> **ЦЕЛЬ ЗАДАНИЯ**
Каким страхом, по словам отрывка о травле, дышали статьи рецензентов?

> **ОТРЫВОК ТЕКСТА**
Этот намек, пожалуй, способен понять лишь тот, кому приходилось близко видеть общественную травлю или, упаси Бог, испытать ее на себе.
Статьи дышали страхом не перед «преступлением» автора романа, а страхом остаться в стороне от общего воя и улюлюканья: как бы не обвинили в мягкотелости, отсутствии бдительности и — того хуже — в молчаливом пособничестве. Поэтому рецензенты спешили влиться в лающую свору и лаять погромче, чтобы услышали псари; при этом знали о своей подлости — и ненавидели за это именно того, кого гнали: зачем «высунулся» — и тем заставил подличать.
Мастера заразил этот страх — он стал бояться не гонителей, а того, чего боялись они сами.
Вот так просто происходит убиение того, чем жив человек, народ, человечество. Были, конечно, варианты куда страшнее, с пытками, вымученными самооговорами, беспределом уголовников...

> **НАБОР ДАННЫХ**

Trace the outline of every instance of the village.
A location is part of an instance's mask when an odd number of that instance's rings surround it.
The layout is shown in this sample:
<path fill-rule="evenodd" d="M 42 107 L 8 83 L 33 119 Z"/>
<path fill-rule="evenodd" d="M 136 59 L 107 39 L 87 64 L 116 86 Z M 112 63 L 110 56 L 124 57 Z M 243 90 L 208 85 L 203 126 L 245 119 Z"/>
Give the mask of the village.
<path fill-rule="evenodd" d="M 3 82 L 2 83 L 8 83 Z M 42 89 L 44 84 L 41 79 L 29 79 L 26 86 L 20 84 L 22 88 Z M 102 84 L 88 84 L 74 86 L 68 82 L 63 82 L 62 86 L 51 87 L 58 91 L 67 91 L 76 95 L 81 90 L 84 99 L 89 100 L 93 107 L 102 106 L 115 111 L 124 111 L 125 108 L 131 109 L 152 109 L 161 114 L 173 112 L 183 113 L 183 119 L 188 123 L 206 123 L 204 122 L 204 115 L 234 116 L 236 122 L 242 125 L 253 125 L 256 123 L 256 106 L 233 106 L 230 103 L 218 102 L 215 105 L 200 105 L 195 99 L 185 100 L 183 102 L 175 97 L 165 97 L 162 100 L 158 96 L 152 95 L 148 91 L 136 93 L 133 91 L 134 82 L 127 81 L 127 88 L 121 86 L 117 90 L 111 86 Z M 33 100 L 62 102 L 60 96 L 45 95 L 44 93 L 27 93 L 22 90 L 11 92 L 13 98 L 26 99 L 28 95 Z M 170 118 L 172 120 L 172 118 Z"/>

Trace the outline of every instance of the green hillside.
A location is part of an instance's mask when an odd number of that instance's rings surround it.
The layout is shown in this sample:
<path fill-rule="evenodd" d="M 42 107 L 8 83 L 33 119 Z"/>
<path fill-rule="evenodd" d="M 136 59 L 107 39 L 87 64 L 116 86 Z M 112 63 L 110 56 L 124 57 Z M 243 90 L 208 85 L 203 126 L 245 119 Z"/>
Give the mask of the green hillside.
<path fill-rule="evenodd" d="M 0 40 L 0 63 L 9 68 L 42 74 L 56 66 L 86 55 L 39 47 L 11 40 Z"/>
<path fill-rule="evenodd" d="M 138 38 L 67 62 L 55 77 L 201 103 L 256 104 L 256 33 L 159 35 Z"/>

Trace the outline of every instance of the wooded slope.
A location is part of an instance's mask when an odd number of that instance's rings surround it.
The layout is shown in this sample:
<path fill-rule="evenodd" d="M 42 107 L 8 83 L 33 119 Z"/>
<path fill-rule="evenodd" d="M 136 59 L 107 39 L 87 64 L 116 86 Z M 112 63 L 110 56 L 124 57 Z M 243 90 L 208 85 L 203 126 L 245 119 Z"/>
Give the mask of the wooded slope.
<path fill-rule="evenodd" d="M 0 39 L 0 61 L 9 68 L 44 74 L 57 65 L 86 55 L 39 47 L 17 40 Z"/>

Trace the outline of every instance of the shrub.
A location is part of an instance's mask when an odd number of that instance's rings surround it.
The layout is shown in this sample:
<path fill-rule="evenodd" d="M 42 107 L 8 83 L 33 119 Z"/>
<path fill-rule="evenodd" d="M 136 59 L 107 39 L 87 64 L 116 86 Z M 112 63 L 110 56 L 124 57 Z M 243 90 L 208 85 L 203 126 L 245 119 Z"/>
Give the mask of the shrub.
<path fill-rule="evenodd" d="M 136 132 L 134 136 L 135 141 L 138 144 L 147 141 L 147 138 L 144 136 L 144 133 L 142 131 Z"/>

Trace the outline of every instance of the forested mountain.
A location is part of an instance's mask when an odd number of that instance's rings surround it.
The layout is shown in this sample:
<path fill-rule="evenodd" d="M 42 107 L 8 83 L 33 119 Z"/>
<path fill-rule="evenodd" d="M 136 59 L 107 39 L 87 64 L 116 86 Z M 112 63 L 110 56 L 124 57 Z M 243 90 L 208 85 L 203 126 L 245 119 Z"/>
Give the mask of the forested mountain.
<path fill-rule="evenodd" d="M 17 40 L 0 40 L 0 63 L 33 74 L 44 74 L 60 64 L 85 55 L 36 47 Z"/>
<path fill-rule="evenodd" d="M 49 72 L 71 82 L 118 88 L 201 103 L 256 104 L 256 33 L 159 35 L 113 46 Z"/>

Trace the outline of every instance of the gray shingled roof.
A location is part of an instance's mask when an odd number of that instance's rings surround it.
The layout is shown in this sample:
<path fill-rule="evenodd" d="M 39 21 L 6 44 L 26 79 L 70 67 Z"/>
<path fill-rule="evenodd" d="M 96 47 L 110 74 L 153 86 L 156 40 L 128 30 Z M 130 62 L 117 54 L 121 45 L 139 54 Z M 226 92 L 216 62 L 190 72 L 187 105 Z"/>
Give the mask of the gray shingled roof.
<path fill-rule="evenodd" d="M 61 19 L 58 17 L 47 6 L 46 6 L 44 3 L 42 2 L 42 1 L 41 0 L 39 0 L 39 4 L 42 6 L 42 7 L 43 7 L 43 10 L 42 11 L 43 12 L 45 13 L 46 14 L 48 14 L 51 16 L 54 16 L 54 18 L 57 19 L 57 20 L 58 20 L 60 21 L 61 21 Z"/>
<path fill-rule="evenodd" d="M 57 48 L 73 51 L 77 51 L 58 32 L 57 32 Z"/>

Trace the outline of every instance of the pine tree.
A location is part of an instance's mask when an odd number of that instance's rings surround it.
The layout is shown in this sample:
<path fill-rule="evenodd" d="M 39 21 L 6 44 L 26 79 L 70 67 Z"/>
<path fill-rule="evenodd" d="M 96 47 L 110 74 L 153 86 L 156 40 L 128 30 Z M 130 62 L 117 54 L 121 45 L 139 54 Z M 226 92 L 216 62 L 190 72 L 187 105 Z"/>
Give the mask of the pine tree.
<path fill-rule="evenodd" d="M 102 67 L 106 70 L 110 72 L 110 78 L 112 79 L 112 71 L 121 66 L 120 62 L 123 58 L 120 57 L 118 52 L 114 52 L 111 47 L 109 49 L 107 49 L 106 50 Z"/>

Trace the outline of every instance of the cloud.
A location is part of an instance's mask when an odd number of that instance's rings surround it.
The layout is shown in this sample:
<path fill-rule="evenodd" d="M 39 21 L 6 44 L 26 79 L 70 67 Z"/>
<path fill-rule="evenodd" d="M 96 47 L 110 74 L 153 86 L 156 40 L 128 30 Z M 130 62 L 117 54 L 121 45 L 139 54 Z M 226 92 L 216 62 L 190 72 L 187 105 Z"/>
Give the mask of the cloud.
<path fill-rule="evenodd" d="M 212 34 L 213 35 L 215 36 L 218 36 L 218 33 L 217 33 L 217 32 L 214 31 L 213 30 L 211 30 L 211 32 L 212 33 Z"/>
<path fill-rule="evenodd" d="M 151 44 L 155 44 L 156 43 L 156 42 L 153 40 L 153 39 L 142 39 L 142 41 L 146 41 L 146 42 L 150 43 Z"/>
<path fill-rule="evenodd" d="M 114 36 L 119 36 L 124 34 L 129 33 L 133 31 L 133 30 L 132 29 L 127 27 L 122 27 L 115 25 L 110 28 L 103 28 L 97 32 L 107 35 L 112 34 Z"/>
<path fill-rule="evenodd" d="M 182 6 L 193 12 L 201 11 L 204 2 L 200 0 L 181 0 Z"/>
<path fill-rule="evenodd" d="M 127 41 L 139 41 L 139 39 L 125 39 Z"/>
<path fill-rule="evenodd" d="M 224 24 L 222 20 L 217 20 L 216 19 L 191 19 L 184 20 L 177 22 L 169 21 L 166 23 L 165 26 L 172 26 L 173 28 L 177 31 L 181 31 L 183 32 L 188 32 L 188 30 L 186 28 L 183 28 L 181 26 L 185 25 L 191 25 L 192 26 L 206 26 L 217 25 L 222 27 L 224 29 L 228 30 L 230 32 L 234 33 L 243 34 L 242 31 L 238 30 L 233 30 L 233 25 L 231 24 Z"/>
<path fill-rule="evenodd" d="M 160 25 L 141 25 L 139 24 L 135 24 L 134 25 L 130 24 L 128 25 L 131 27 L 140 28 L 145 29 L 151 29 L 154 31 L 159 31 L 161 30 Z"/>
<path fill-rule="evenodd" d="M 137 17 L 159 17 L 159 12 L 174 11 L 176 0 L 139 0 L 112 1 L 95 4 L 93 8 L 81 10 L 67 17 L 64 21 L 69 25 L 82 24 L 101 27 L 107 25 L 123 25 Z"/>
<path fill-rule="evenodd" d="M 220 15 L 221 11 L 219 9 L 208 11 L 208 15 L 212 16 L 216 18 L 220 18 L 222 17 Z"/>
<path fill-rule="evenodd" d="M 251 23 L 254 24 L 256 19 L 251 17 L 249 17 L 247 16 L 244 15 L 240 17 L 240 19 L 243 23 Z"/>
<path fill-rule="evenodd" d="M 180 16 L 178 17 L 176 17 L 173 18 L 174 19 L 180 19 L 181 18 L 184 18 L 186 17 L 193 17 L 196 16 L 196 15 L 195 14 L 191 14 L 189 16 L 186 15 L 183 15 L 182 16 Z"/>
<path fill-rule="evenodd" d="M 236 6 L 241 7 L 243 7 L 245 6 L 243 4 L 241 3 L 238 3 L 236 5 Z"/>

> **РЕШЕНИЕ ЗАДАНИЯ**
Страхом остаться в стороне от общего воя и улюлюканья.